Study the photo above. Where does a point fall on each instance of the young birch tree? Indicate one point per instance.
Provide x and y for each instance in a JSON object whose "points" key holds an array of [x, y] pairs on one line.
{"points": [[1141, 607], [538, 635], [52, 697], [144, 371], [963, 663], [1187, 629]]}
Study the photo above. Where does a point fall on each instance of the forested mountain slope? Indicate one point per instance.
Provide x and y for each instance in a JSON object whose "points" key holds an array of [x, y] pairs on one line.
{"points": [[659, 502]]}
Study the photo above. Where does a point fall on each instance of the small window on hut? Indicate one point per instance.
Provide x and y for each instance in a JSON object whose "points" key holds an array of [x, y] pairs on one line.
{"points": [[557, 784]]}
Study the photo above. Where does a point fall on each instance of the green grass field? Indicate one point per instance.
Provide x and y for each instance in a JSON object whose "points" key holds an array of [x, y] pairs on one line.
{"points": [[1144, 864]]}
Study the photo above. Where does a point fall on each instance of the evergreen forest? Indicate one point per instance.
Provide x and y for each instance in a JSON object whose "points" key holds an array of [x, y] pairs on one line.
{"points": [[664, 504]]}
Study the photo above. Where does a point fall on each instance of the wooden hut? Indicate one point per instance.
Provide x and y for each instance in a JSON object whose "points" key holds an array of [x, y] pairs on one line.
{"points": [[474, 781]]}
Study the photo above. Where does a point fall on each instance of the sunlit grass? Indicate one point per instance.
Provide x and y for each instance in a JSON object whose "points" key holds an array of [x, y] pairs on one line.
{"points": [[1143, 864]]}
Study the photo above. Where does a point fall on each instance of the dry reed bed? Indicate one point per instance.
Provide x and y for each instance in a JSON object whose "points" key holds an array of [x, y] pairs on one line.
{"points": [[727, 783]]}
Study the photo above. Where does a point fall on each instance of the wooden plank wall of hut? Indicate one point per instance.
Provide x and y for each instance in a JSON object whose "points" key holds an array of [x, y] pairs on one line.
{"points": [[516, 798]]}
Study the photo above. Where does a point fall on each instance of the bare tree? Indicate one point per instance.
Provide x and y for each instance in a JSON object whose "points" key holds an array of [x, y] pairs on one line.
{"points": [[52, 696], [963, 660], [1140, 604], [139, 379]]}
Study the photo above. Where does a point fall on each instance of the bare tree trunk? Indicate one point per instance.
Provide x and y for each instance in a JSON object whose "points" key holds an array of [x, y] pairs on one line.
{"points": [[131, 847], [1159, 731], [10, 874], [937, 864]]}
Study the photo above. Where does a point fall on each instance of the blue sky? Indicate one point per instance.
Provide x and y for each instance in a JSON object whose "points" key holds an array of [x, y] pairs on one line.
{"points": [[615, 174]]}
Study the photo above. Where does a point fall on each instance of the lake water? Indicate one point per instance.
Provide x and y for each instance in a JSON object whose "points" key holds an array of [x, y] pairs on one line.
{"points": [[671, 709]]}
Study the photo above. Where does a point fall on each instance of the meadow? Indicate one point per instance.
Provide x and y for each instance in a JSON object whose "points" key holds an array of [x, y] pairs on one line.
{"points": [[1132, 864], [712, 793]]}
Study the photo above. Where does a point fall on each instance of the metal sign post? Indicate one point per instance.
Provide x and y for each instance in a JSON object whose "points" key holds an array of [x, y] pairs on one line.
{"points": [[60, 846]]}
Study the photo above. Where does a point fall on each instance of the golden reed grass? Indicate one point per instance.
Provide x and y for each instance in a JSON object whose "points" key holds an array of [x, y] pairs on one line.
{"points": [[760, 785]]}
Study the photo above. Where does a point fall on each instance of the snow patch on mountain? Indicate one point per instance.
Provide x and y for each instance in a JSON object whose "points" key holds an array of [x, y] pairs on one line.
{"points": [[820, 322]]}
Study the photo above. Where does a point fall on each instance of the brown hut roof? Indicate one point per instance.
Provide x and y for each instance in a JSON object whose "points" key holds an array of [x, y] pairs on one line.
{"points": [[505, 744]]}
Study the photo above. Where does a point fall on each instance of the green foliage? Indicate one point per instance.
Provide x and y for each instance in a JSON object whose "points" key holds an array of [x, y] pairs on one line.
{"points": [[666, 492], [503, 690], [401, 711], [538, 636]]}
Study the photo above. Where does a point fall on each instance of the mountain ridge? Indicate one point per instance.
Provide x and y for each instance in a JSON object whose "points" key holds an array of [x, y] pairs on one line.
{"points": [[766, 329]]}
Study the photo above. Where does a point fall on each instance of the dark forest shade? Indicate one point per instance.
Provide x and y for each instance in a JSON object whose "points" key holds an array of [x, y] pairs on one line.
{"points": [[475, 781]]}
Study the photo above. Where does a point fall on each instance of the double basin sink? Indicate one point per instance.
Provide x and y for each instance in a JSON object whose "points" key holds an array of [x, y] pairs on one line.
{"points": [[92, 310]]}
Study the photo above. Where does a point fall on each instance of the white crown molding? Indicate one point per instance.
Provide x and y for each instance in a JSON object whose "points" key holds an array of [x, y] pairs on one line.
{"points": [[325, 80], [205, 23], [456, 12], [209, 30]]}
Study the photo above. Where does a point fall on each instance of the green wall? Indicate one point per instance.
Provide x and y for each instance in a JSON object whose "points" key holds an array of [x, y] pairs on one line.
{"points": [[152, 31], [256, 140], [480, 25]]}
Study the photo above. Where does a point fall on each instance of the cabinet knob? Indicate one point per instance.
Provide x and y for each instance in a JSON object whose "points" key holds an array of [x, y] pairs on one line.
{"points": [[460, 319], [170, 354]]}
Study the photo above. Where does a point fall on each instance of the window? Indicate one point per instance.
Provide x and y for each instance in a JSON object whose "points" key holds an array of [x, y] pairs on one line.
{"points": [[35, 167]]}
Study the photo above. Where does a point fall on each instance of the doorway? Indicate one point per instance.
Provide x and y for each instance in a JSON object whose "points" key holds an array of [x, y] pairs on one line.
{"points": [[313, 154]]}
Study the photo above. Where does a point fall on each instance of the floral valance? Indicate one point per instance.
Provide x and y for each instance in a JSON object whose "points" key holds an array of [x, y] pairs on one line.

Problem statement: Set the listing down again in full, exactly as it was given.

Result of the task:
Study the photo above. Where does a point fall on each instance of the young birch tree? Indicate one point per instance.
Provide x and y for each instance in a JSON object whose "points" key holds an array of [x, y] pairs on one line.
{"points": [[1141, 607], [538, 635], [52, 697], [144, 371], [963, 663], [1187, 629]]}
Study the photo above. Where does a point fall on each instance of the forested mountain slope? Indicate one point per instance.
Provide x and y for each instance in a JSON object whose "points" key holds an array of [x, y] pairs on one line.
{"points": [[659, 502]]}
Study the photo above. Where does a point fall on each instance of the small window on hut? Indicate one point per instance.
Provide x and y for each instance in a JSON object whose "points" key holds an array of [x, y] pairs on one line.
{"points": [[557, 784]]}
Study the photo above. Where does a point fall on each instance of the green grass field? Indicate one point per instance.
Provide x and y for each instance in a JSON object whose "points" key holds an array of [x, y] pairs on one line.
{"points": [[1144, 864]]}
Study the photo above. Where does a point fall on each instance of the evergreen forest? Indicate one point per instance.
Provide x and y for each instance in a JSON object whose "points" key holds an array of [x, y] pairs on one line.
{"points": [[664, 504]]}
Study the photo above. Where does a point fall on each instance of the wooden hut? Indicate one point per instance.
Provide x and y for each instance in a JSON object whose "points" key holds an array of [x, y] pairs on one line.
{"points": [[474, 781]]}
Study the photo above. Where does a point fall on each instance of the sunlit grass? Indicate one point per instance.
Provide x and y for each instance in a JSON object whose "points" key holds an array of [x, y] pairs on one line.
{"points": [[1143, 864]]}
Study the photo above. Where does a point fall on each instance of the dry reed bed? Indicate one point per instance.
Provide x and y for each instance in a JSON object whose "points" key holds an array of [x, y] pairs on one line.
{"points": [[727, 783]]}
Study the photo above. Where does a point fall on each instance of the wooden plank wall of hut? Indicate one point per instance.
Provide x and y for each instance in a JSON object whose "points" key holds an array of [x, y] pairs on one line.
{"points": [[516, 798]]}
Study the photo above. Where does a point fall on each instance of the bare tree? Indicate one point per instance.
Provide x and y for each instance in a JSON object whose "points" key holds an array of [x, y] pairs on one line.
{"points": [[52, 696], [963, 660], [1140, 604], [139, 379]]}
Study the photo above. Where does a point fall on each instance of the bare tree trunk? Indicate one point per instance.
Provide x and y for each instance in a JSON object whose "points" key holds an array of [x, y] pairs on one line.
{"points": [[131, 847], [1159, 731], [10, 874], [937, 864]]}
Study the photo above. Where does a point fall on each instance of the blue sky? Indicate one point per instance.
Provide x and y for each instance in a JSON object whose "points" key holds an array of [x, y] pairs on one line.
{"points": [[615, 174]]}
Study the photo above. Where does a point fall on each instance of the lake water? Indicate one point per instance.
Provide x and y for each instance in a JSON object whose "points" key holds an array of [x, y] pairs on one line.
{"points": [[671, 709]]}
Study the photo above. Where does a point fall on each instance of the meadow? Indicate one point per instance.
Provide x and y for each instance in a JSON object whose "points" key holds an array of [x, y] pairs on one line.
{"points": [[1132, 864], [712, 793]]}
Study the photo above. Where does a point fall on each instance of the metal sign post? Indicate one point per instance.
Provide x and y for each instance in a JSON object whose "points" key holds an array of [x, y] pairs on one line.
{"points": [[60, 846]]}
Study the photo above. Where does a point fall on each instance of the golden reed grass? Indicate one point per instance.
Provide x and y for each instance in a JSON object whose "points" key holds an array of [x, y] pairs on one line.
{"points": [[760, 785]]}
Study the photo above. Where does a point fall on each instance of the snow patch on mountain? Indicate one point per instance.
Provide x and y for each instance in a JSON object whose "points" key holds an array of [x, y] pairs on one line.
{"points": [[820, 322]]}
Study the photo above. Where does a point fall on each instance of the brown hut roof? Indicate one point per instance.
Provide x and y for each instance in a JSON object whose "points" key holds an array of [x, y] pairs on one line.
{"points": [[505, 744]]}
Study the photo above. Where does a point fall on each instance of the green foliage? Indicate one point per instance.
Provide x and y for each instance in a JSON object whose "points" key holds an array of [x, y] pairs on one line.
{"points": [[666, 492], [503, 690], [401, 711], [538, 636]]}
Study the photo above. Where does a point fall on each instance of the mountain ridge? Indicate one point per instance.
Provide x and y for each instance in a JSON object whose "points" key holds an array of [x, y] pairs on one line.
{"points": [[766, 329]]}
Study the photo above. Where does a point fall on each instance of the dark forest shade? Indicate one point per instance.
Provide x and y for each instance in a JSON object whose "points" key holds an array of [x, y] pairs on one line.
{"points": [[475, 781]]}
Study the photo above. Where does a point fall on each instance of the double basin sink? Indicate one point per instance.
Provide x and y for each instance in a JSON object whose "points" key holds an array of [x, y] pairs on one line.
{"points": [[92, 310]]}
Study the photo above. Where does a point fall on each instance of the white crown molding? Indicate one point per instance.
Provide x and y for each instance in a JSON object whose "points" key holds an array of [x, y] pairs on one line.
{"points": [[325, 80], [205, 23], [456, 12], [209, 30]]}
Study the photo above. Where does a point fall on each instance of the green wall? Indicate one point per instance.
Provide x and y for each instance in a JSON object whose "points" key holds an array of [x, y] pairs on one line.
{"points": [[152, 31], [256, 140], [480, 25]]}
Study the photo above. Where does a point fall on each instance of the cabinet knob? Indicate one point per instance.
Provide x and y for each instance in a JSON object whose "points" key holds an array of [x, y] pairs on one line.
{"points": [[460, 319], [170, 354]]}
Study the photo above. Where does a point fall on each instance of the window? Indicate one point per instance.
Provide x and y for each instance in a JSON object whose "points" key holds an array of [x, y] pairs on one line.
{"points": [[35, 167]]}
Study the photo above. Where does a point fall on each instance of the doorway? Indicate one point per instance.
Provide x and y for each instance in a JSON object whose "points" key holds an array of [x, y] pairs on one line.
{"points": [[313, 154]]}
Study the photo above. Where does a point fall on each instance of the floral valance? Indicate one point per instance.
Provide x and y for each instance in a JSON object whose "points" key holds an array of [x, y] pairs on one line.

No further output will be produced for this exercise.